Copy all records exactly, excluding images.
==== Study material ====
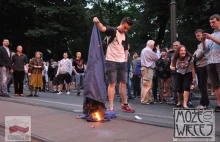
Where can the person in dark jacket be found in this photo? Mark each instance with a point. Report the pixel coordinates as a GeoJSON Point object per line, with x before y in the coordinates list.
{"type": "Point", "coordinates": [19, 60]}
{"type": "Point", "coordinates": [5, 67]}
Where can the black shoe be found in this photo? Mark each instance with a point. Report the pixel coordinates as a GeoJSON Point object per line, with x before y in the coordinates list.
{"type": "Point", "coordinates": [217, 109]}
{"type": "Point", "coordinates": [78, 93]}
{"type": "Point", "coordinates": [5, 95]}
{"type": "Point", "coordinates": [178, 105]}
{"type": "Point", "coordinates": [130, 97]}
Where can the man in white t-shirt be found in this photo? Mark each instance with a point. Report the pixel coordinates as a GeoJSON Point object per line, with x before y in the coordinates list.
{"type": "Point", "coordinates": [116, 58]}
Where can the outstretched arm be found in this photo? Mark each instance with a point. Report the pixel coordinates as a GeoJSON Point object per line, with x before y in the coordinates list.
{"type": "Point", "coordinates": [99, 24]}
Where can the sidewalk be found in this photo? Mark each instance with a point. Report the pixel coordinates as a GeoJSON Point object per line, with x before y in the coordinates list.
{"type": "Point", "coordinates": [61, 126]}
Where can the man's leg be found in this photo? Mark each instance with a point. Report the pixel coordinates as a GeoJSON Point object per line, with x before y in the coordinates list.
{"type": "Point", "coordinates": [155, 86]}
{"type": "Point", "coordinates": [21, 83]}
{"type": "Point", "coordinates": [147, 74]}
{"type": "Point", "coordinates": [203, 76]}
{"type": "Point", "coordinates": [173, 89]}
{"type": "Point", "coordinates": [111, 94]}
{"type": "Point", "coordinates": [16, 78]}
{"type": "Point", "coordinates": [122, 90]}
{"type": "Point", "coordinates": [217, 88]}
{"type": "Point", "coordinates": [77, 82]}
{"type": "Point", "coordinates": [4, 77]}
{"type": "Point", "coordinates": [129, 87]}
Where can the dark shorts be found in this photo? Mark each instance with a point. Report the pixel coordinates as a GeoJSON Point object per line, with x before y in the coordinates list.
{"type": "Point", "coordinates": [64, 77]}
{"type": "Point", "coordinates": [214, 74]}
{"type": "Point", "coordinates": [183, 82]}
{"type": "Point", "coordinates": [117, 71]}
{"type": "Point", "coordinates": [74, 78]}
{"type": "Point", "coordinates": [56, 81]}
{"type": "Point", "coordinates": [51, 77]}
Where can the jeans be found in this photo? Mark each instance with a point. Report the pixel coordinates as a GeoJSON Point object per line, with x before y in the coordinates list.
{"type": "Point", "coordinates": [129, 85]}
{"type": "Point", "coordinates": [78, 78]}
{"type": "Point", "coordinates": [4, 73]}
{"type": "Point", "coordinates": [18, 81]}
{"type": "Point", "coordinates": [202, 78]}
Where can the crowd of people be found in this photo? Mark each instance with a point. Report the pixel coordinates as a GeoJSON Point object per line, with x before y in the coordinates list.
{"type": "Point", "coordinates": [176, 71]}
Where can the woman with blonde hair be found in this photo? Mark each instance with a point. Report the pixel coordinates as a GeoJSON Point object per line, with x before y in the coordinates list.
{"type": "Point", "coordinates": [36, 67]}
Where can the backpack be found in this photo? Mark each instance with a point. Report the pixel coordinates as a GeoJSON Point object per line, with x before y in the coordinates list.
{"type": "Point", "coordinates": [138, 68]}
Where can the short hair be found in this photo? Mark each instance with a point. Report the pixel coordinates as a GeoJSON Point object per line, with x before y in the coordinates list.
{"type": "Point", "coordinates": [150, 42]}
{"type": "Point", "coordinates": [177, 42]}
{"type": "Point", "coordinates": [78, 53]}
{"type": "Point", "coordinates": [215, 16]}
{"type": "Point", "coordinates": [4, 39]}
{"type": "Point", "coordinates": [39, 53]}
{"type": "Point", "coordinates": [127, 20]}
{"type": "Point", "coordinates": [18, 46]}
{"type": "Point", "coordinates": [199, 30]}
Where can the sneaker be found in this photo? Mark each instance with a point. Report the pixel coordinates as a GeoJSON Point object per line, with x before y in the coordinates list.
{"type": "Point", "coordinates": [217, 109]}
{"type": "Point", "coordinates": [131, 97]}
{"type": "Point", "coordinates": [190, 104]}
{"type": "Point", "coordinates": [59, 93]}
{"type": "Point", "coordinates": [127, 108]}
{"type": "Point", "coordinates": [78, 93]}
{"type": "Point", "coordinates": [201, 107]}
{"type": "Point", "coordinates": [111, 109]}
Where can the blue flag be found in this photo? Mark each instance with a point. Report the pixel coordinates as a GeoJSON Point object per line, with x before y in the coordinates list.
{"type": "Point", "coordinates": [94, 83]}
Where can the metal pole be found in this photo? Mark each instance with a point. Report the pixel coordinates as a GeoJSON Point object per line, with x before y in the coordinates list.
{"type": "Point", "coordinates": [173, 20]}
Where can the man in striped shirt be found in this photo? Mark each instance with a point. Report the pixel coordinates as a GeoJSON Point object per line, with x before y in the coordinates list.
{"type": "Point", "coordinates": [211, 45]}
{"type": "Point", "coordinates": [148, 59]}
{"type": "Point", "coordinates": [64, 73]}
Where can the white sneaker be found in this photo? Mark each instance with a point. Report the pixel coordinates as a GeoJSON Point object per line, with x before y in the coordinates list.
{"type": "Point", "coordinates": [59, 93]}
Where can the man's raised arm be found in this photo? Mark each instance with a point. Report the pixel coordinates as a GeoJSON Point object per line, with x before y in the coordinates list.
{"type": "Point", "coordinates": [99, 24]}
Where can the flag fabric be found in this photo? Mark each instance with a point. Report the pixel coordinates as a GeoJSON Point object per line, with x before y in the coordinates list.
{"type": "Point", "coordinates": [94, 82]}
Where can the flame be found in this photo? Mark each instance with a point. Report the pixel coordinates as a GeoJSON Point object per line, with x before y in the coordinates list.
{"type": "Point", "coordinates": [97, 116]}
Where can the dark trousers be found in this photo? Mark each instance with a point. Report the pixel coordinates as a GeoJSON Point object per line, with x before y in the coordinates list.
{"type": "Point", "coordinates": [173, 89]}
{"type": "Point", "coordinates": [155, 86]}
{"type": "Point", "coordinates": [136, 85]}
{"type": "Point", "coordinates": [18, 81]}
{"type": "Point", "coordinates": [44, 83]}
{"type": "Point", "coordinates": [202, 81]}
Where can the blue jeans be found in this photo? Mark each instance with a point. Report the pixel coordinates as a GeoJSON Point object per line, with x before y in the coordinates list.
{"type": "Point", "coordinates": [78, 77]}
{"type": "Point", "coordinates": [4, 76]}
{"type": "Point", "coordinates": [129, 84]}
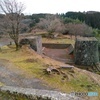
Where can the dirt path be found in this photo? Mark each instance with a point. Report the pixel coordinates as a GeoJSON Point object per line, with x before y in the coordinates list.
{"type": "Point", "coordinates": [14, 77]}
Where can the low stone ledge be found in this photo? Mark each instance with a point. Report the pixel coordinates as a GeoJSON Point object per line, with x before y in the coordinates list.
{"type": "Point", "coordinates": [53, 95]}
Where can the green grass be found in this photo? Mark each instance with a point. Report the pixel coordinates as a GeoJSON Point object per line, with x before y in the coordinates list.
{"type": "Point", "coordinates": [60, 40]}
{"type": "Point", "coordinates": [33, 66]}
====
Reply ▸
Where can the person in dark jacket be found in this photo? Mark each instance with a point. Report the pixel coordinates as a GeoJSON Point object per line, with x before y in the coordinates list.
{"type": "Point", "coordinates": [19, 60]}
{"type": "Point", "coordinates": [5, 67]}
Where can the black shoe be found in this photo? Mark each instance with a point. Report the pixel coordinates as a GeoJSON Point object per line, with x before y in the coordinates list.
{"type": "Point", "coordinates": [217, 109]}
{"type": "Point", "coordinates": [78, 93]}
{"type": "Point", "coordinates": [5, 95]}
{"type": "Point", "coordinates": [178, 105]}
{"type": "Point", "coordinates": [130, 97]}
Where can the man in white t-shirt be found in this photo? Mark each instance with a point. Report the pixel coordinates as a GeoJSON Point object per line, with x before y in the coordinates list.
{"type": "Point", "coordinates": [116, 58]}
Where can the outstretched arm be found in this photo? Mark each instance with a point. Report the pixel coordinates as a GeoJSON Point object per line, with x before y in the coordinates list.
{"type": "Point", "coordinates": [99, 24]}
Where can the sidewalk be found in this photo? Mark each instance with a point. Report the pixel coordinates as a GeoJSON Point object per line, with x before y in the coordinates list.
{"type": "Point", "coordinates": [61, 126]}
Where can the man's leg be found in this photo? Mark each instance with a point. Report the pixel coordinates as a GeoJSON Point object per line, with x before y in the coordinates list.
{"type": "Point", "coordinates": [155, 86]}
{"type": "Point", "coordinates": [21, 83]}
{"type": "Point", "coordinates": [147, 74]}
{"type": "Point", "coordinates": [203, 76]}
{"type": "Point", "coordinates": [173, 89]}
{"type": "Point", "coordinates": [111, 94]}
{"type": "Point", "coordinates": [16, 78]}
{"type": "Point", "coordinates": [122, 90]}
{"type": "Point", "coordinates": [217, 88]}
{"type": "Point", "coordinates": [77, 82]}
{"type": "Point", "coordinates": [4, 77]}
{"type": "Point", "coordinates": [129, 87]}
Where can the dark shorts be found in this photo? Mark each instance with a point. Report the pixel coordinates as a GeoJSON Point object per line, with x before y in the coordinates list.
{"type": "Point", "coordinates": [64, 77]}
{"type": "Point", "coordinates": [214, 74]}
{"type": "Point", "coordinates": [183, 82]}
{"type": "Point", "coordinates": [117, 71]}
{"type": "Point", "coordinates": [74, 78]}
{"type": "Point", "coordinates": [56, 81]}
{"type": "Point", "coordinates": [51, 77]}
Where can the jeans be found in this photo? Mark each instance with a point. Report the pixel coordinates as a GeoJSON Point object per line, with x before y in the coordinates list.
{"type": "Point", "coordinates": [129, 85]}
{"type": "Point", "coordinates": [78, 78]}
{"type": "Point", "coordinates": [4, 73]}
{"type": "Point", "coordinates": [18, 81]}
{"type": "Point", "coordinates": [202, 78]}
Where can the crowd of people be found in this photo? Mark each instance with a point. Report the pixel coordinates as a GeoJSON Point object per line, with x before y in the coordinates list.
{"type": "Point", "coordinates": [176, 71]}
Where can the woman with blonde hair be found in this photo? Mark each instance with a point. Report the pixel coordinates as a GeoJSON Point object per line, with x before y in the coordinates list.
{"type": "Point", "coordinates": [36, 67]}
Where can the backpack be found in this photo? Mark each instance with a point. Report the pixel coordinates as a GeoJSON Point object per line, with x before y in the coordinates list.
{"type": "Point", "coordinates": [138, 68]}
Where can the short hair be found in this photo? Mark each instance with a point. Report the pixel coordinates as a GeoJSON Point object per line, with x before y in the coordinates list.
{"type": "Point", "coordinates": [150, 42]}
{"type": "Point", "coordinates": [177, 42]}
{"type": "Point", "coordinates": [78, 53]}
{"type": "Point", "coordinates": [215, 16]}
{"type": "Point", "coordinates": [4, 39]}
{"type": "Point", "coordinates": [39, 53]}
{"type": "Point", "coordinates": [127, 20]}
{"type": "Point", "coordinates": [18, 46]}
{"type": "Point", "coordinates": [199, 30]}
Where can the sneaker be found in this photo? Mark each instance with a point. Report the pixel coordinates as a GeoJSON Point object per line, with x before y in the coordinates list.
{"type": "Point", "coordinates": [217, 109]}
{"type": "Point", "coordinates": [131, 97]}
{"type": "Point", "coordinates": [190, 104]}
{"type": "Point", "coordinates": [59, 93]}
{"type": "Point", "coordinates": [127, 108]}
{"type": "Point", "coordinates": [78, 93]}
{"type": "Point", "coordinates": [201, 107]}
{"type": "Point", "coordinates": [111, 109]}
Where can the blue flag be found in this photo? Mark each instance with a point. Report the pixel coordinates as a GeoJSON Point object per line, with x before y in the coordinates list.
{"type": "Point", "coordinates": [94, 83]}
Where can the metal pole be found in this photo? Mark each instance with a point. Report the pixel coordinates as a GeoJSON Point object per line, with x before y in the coordinates list.
{"type": "Point", "coordinates": [173, 20]}
Where can the man in striped shirt be found in this photo? Mark each instance with a point. Report the pixel coordinates as a GeoJSON Point object per line, with x before y in the coordinates list.
{"type": "Point", "coordinates": [211, 45]}
{"type": "Point", "coordinates": [148, 59]}
{"type": "Point", "coordinates": [64, 73]}
Where can the white sneaker be found in this photo? Mark each instance with a point. Report the pixel coordinates as a GeoJSON Point object per line, with x before y in the coordinates list.
{"type": "Point", "coordinates": [59, 93]}
Where can the man's raised arm be found in this photo? Mark each instance with a point. Report the pixel coordinates as a GeoJSON Point object per line, with x before y in the coordinates list.
{"type": "Point", "coordinates": [99, 24]}
Where can the flag fabric be found in this photo? Mark each instance with a point. Report the pixel coordinates as a GeoJSON Point object per line, with x before y in the coordinates list.
{"type": "Point", "coordinates": [94, 82]}
Where can the flame be found in this photo? Mark each instance with a point. Report the pixel coordinates as a GeoJSON Point object per line, with x before y in the coordinates list.
{"type": "Point", "coordinates": [97, 116]}
Where can the dark trousers be found in this photo? Mark each instance with a point. Report the pixel coordinates as a GeoJSON Point object per line, with x before y in the coordinates list.
{"type": "Point", "coordinates": [173, 89]}
{"type": "Point", "coordinates": [155, 86]}
{"type": "Point", "coordinates": [136, 85]}
{"type": "Point", "coordinates": [18, 81]}
{"type": "Point", "coordinates": [44, 83]}
{"type": "Point", "coordinates": [202, 81]}
Where can the blue jeans be found in this photo? Mark each instance with a point. Report the pixel coordinates as a GeoJSON Point object per line, with x before y in the coordinates list.
{"type": "Point", "coordinates": [78, 77]}
{"type": "Point", "coordinates": [4, 76]}
{"type": "Point", "coordinates": [129, 84]}
Where can the dirt path be found in this photo? Mark each instance with a point. Report the pixel coordinates as a GeoJSON Point object per line, with x before y in the coordinates list.
{"type": "Point", "coordinates": [14, 77]}
Where can the low stone ledge be found in this photo? Mark each instance with a point. Report the pixel coordinates as a GeoJSON Point object per line, with x before y in the coordinates list.
{"type": "Point", "coordinates": [53, 95]}
Where can the green grass be found in this photo? Mark each instance with a point. Report the pixel coordinates as a GeoJSON Point object per line, with x before y in the coordinates list.
{"type": "Point", "coordinates": [60, 40]}
{"type": "Point", "coordinates": [33, 66]}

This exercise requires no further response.